> **GIVEN TASK**
Could you return every line of the data below word for word, without changing anything?

> **DATA IN THIS EXERCISE**
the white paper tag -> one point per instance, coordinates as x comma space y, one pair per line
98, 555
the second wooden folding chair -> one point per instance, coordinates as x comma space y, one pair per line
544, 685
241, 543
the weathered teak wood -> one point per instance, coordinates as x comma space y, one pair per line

> **FINISHED ANSWER**
the white paper tag -> one point per instance, coordinates as x comma space y, one pair per line
98, 555
the second wooden folding chair -> one point per instance, coordinates as x comma space y, one pair per line
544, 685
241, 543
the weathered teak wood -> one point per instance, coordinates as x comma space y, one pair per line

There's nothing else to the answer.